INSTRUCTION>
For each numbered statement, say yes or no to whether it agrees with the article about the Snuggle fabric softener bear below, and quote the words from the article that decide it. 1. The writer has long been a big fan of fabric softeners. 2. Stuffed Snuggles were offered in three sizes. 3. Lever Brothers licensed Snuggle's image in the mid-1990s.

By RICH FOLEY
I must admit I’ve always liked Snuggle, the fabric softener spokesbear who’s been representing his namesake product for more than 20 years now. Even so, I’ve never been a huge fan of fabric softeners in general.
I can’t stand the sheets and since until recently I’ve spent my entire adult life going to Laundromats, I found liquid softener to be just another few pounds I could safely avoid dragging along. Snuggle himself was a little harder to ignore, though. What’s not to like about a friendly bear who apparently enjoys doing laundry?
In the mid-1980s, Lever Brothers decided to license Snuggle’s image to a stuffed animal manufacturer to join other trademarks being used to market stuffed toys. Soon, stuffed Snuggles in three sizes were available at finer gift shops everywhere. One of those shops was on my advertising route and soon I succumbed to the silent pleadings of a small size Snuggle.

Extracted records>
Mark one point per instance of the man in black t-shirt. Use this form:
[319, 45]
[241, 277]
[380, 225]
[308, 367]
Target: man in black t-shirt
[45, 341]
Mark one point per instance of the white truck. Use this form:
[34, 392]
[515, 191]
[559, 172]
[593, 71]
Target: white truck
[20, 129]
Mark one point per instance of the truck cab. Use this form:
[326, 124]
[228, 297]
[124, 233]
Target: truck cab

==

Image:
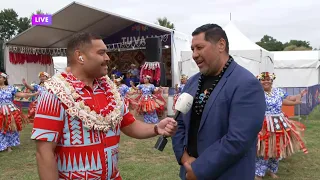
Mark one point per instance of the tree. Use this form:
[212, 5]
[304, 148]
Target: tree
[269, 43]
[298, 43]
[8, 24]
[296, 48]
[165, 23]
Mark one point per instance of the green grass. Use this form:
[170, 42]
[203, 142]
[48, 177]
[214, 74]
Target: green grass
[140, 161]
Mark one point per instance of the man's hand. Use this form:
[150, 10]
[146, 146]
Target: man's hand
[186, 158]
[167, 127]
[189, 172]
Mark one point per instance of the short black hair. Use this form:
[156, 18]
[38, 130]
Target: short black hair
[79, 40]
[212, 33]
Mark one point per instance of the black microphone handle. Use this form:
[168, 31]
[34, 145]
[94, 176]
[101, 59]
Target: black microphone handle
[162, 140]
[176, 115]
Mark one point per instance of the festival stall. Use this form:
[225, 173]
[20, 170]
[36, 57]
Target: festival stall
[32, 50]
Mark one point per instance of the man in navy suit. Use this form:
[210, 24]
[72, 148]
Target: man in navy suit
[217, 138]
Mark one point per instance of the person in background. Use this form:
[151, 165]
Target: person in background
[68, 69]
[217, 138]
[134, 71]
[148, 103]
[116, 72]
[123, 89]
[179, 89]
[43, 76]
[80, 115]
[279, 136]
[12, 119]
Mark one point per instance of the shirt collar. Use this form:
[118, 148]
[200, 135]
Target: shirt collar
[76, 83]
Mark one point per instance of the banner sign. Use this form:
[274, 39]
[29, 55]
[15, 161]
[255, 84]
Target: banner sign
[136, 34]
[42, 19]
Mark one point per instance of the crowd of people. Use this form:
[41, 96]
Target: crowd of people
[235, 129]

...

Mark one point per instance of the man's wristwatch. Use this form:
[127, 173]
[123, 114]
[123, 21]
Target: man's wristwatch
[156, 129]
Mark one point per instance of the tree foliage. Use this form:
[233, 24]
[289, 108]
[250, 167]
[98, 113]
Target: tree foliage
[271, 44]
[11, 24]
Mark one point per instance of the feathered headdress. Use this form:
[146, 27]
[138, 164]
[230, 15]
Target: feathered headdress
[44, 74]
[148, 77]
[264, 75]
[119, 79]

THE ANSWER>
1. No: "I’ve never been a huge fan of fabric softeners in general."
2. Yes: "stuffed Snuggles in three sizes were available at finer gift shops everywhere."
3. No: "In the mid-1980s, Lever Brothers decided to license Snuggle’s image to a stuffed animal manufacturer"